Quoted passage:
•••••

Editor's Note: At Pulsara, it's our honor to highlight the stories of our customers and the work they do on behalf of their patients. On November 20th, the UCHealth Memorial Hospital Central team responded courageously to a mass shooting in Colorado Springs. The following article is an excerpt from their story, which was written by Erin Emery, Content Director at UCHealth, and Katie Kerwin McCrimmon, Writer and Communications Specialist at UCHealth. It was originally published on November 27th, 2022, on uchealth.org. Read the full story here.
The calls crackled over the police officer’s radio in the hospital ER: “Club Q … Active shooter …”
It was a little after midnight. Saturday night had been unusually quiet in the ER. But the early hours of Sunday, Nov. 20, were about to test medical pros who train to handle the worst possible emergencies.
Patients in dire need of their help were minutes away.

•••••

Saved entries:
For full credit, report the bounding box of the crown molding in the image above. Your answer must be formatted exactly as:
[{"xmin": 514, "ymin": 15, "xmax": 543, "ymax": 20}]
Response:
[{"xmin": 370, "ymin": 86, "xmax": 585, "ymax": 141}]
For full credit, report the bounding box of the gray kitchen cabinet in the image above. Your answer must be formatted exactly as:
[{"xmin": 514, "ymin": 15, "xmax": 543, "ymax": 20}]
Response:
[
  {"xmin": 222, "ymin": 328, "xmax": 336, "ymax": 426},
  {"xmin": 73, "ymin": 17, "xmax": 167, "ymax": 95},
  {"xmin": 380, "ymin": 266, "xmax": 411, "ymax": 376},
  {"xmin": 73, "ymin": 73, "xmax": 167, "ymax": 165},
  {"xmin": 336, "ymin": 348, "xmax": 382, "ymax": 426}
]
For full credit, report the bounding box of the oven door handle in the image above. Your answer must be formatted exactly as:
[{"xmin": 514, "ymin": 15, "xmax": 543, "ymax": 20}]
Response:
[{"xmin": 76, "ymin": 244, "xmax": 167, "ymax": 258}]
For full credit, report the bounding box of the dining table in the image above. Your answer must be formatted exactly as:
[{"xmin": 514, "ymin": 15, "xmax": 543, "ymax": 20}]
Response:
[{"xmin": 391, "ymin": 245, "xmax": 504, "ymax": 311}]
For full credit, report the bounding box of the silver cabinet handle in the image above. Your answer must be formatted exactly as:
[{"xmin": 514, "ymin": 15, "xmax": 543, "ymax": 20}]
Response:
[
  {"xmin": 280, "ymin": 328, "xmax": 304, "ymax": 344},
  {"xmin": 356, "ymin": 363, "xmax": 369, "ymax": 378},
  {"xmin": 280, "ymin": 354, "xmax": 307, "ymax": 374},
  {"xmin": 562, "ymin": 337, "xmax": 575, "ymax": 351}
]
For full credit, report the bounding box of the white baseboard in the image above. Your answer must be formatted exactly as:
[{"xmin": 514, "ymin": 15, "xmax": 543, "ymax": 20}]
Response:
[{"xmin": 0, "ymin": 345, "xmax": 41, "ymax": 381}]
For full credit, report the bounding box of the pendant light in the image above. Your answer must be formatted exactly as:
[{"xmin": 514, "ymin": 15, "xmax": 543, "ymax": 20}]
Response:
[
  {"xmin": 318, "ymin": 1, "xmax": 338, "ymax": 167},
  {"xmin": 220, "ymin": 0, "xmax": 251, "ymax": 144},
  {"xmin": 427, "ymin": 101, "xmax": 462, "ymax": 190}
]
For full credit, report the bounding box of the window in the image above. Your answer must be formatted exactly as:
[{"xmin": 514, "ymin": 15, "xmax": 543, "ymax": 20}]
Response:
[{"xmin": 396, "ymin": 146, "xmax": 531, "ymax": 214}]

•••••

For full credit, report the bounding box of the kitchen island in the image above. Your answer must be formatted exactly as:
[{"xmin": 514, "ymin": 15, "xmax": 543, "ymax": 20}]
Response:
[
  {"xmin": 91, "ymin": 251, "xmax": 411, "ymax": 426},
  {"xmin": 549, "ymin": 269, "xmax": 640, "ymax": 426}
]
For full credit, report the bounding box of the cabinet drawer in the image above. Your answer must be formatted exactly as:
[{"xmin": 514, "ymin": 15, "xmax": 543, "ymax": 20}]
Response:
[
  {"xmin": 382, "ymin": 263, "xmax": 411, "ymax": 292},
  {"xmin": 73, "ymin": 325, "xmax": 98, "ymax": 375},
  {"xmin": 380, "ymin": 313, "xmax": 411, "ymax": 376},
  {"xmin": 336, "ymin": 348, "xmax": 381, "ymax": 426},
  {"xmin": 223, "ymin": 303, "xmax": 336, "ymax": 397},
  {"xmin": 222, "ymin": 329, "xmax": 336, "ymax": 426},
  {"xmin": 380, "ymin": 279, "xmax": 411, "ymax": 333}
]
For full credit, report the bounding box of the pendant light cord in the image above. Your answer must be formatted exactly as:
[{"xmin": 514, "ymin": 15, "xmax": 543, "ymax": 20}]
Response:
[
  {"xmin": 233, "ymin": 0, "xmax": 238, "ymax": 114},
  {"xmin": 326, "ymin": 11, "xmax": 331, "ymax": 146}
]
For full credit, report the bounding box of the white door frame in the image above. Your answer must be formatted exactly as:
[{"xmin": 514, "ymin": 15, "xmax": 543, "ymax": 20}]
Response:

•••••

Parts of the exercise:
**A.** Decide whether each statement agrees with the Club Q article excerpt, answering yes or no and quoting the words that settle it: (i) The article first appeared on November 27th, 2022. (ii) Saturday night had been busy in the ER. (iii) The calls came over a police officer's radio.
**B.** List every calendar date that appears in the Club Q article excerpt, in the form the text uses.
The saved entries are separate material and are unrelated to the Club Q article excerpt.

Answers in order:
**A.**
(i) Yes: "It was originally published on November 27th, 2022, on uchealth.org."
(ii) No: "Saturday night had been unusually quiet in the ER."
(iii) Yes: "The calls crackled over the police officer’s radio in the hospital ER"

**B.**
November 20th
November 27th, 2022
Nov. 20